**Source document**
The North-South Divide and Margaret Thatcher, by Kim, Changhyun, Oct 2005


The Historic Gap between the North and the South


From the 19th century to the early 20th century, the North was wealthier and more populous than the South. North - defined to be Scotland, Northern Ireland, North England, Northwest, Yorkshire & Humberside, and Wales - led the country in industrialization.
The South came to dominate the North during the 1920s and 1930s. In 1923, the Ministry of Labour's four southern divisions - London, the south east, the south west and the Midlands - accounted for 46.6 percent of the insured working population, and the rest of the country contained 53.4 percent. By 1938, the relative positions of the North and the South had reversed, with the South accounting for 53.9 percent and the North containing the 46.1 percent. The South grew because it attracted new consumer based industries.

**Required task 1**
Can you write out every line of the entries below the essay word for word, leaving the pictures out of your answer?
The entries that come next have no connection to the essay on the North-South divide.

**Material for this exercise**
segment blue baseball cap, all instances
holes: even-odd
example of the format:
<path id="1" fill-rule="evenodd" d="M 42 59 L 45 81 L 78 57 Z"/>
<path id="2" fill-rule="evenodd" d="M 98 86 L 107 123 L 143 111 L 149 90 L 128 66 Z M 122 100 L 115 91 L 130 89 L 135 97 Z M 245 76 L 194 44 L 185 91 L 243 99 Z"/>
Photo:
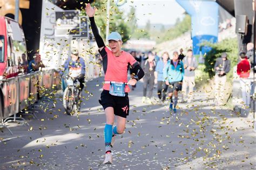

**Required task 2**
Can you pull out the passage of the essay on the North-South divide starting at "From the 19th" and ending at "consumer based industries.", copied word for word?

**Final answer 1**
segment blue baseball cap, all instances
holes: even-odd
example of the format:
<path id="1" fill-rule="evenodd" d="M 42 59 L 45 81 L 78 57 Z"/>
<path id="2" fill-rule="evenodd" d="M 98 86 L 107 123 L 143 111 L 149 90 L 128 66 Z M 122 100 L 115 91 L 130 89 L 135 97 Z M 245 76 L 194 44 L 185 91 L 243 99 Z"/>
Photo:

**Final answer 2**
From the 19th century to the early 20th century, the North was wealthier and more populous than the South. North - defined to be Scotland, Northern Ireland, North England, Northwest, Yorkshire & Humberside, and Wales - led the country in industrialization.
The South came to dominate the North during the 1920s and 1930s. In 1923, the Ministry of Labour's four southern divisions - London, the south east, the south west and the Midlands - accounted for 46.6 percent of the insured working population, and the rest of the country contained 53.4 percent. By 1938, the relative positions of the North and the South had reversed, with the South accounting for 53.9 percent and the North containing the 46.1 percent. The South grew because it attracted new consumer based industries.